> [Task details]:
Pictures in the data below are not part of the copy; transcribe everything else exactly.

====================

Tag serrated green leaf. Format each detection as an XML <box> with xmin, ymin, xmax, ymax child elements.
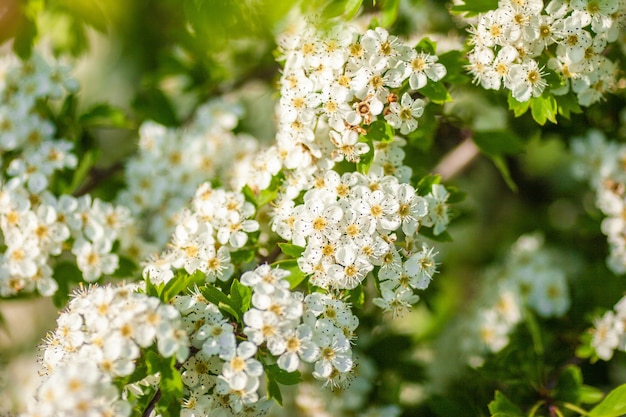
<box><xmin>488</xmin><ymin>391</ymin><xmax>524</xmax><ymax>417</ymax></box>
<box><xmin>589</xmin><ymin>384</ymin><xmax>626</xmax><ymax>417</ymax></box>
<box><xmin>278</xmin><ymin>243</ymin><xmax>305</xmax><ymax>258</ymax></box>
<box><xmin>450</xmin><ymin>0</ymin><xmax>499</xmax><ymax>16</ymax></box>
<box><xmin>161</xmin><ymin>273</ymin><xmax>189</xmax><ymax>302</ymax></box>
<box><xmin>144</xmin><ymin>275</ymin><xmax>161</xmax><ymax>298</ymax></box>
<box><xmin>419</xmin><ymin>81</ymin><xmax>452</xmax><ymax>104</ymax></box>
<box><xmin>508</xmin><ymin>94</ymin><xmax>531</xmax><ymax>117</ymax></box>
<box><xmin>160</xmin><ymin>356</ymin><xmax>183</xmax><ymax>400</ymax></box>
<box><xmin>473</xmin><ymin>130</ymin><xmax>525</xmax><ymax>157</ymax></box>
<box><xmin>79</xmin><ymin>103</ymin><xmax>132</xmax><ymax>129</ymax></box>
<box><xmin>530</xmin><ymin>94</ymin><xmax>558</xmax><ymax>125</ymax></box>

====================

> [Exercise result]:
Tag serrated green leaf. Format each detection as an XML <box> with xmin, ymin, xmax, ymax child elements.
<box><xmin>488</xmin><ymin>391</ymin><xmax>524</xmax><ymax>417</ymax></box>
<box><xmin>589</xmin><ymin>384</ymin><xmax>626</xmax><ymax>417</ymax></box>
<box><xmin>278</xmin><ymin>243</ymin><xmax>305</xmax><ymax>258</ymax></box>
<box><xmin>450</xmin><ymin>0</ymin><xmax>499</xmax><ymax>16</ymax></box>
<box><xmin>161</xmin><ymin>273</ymin><xmax>189</xmax><ymax>302</ymax></box>
<box><xmin>144</xmin><ymin>275</ymin><xmax>161</xmax><ymax>298</ymax></box>
<box><xmin>419</xmin><ymin>81</ymin><xmax>452</xmax><ymax>104</ymax></box>
<box><xmin>508</xmin><ymin>94</ymin><xmax>531</xmax><ymax>117</ymax></box>
<box><xmin>160</xmin><ymin>356</ymin><xmax>183</xmax><ymax>400</ymax></box>
<box><xmin>473</xmin><ymin>130</ymin><xmax>525</xmax><ymax>157</ymax></box>
<box><xmin>79</xmin><ymin>103</ymin><xmax>132</xmax><ymax>129</ymax></box>
<box><xmin>530</xmin><ymin>94</ymin><xmax>558</xmax><ymax>125</ymax></box>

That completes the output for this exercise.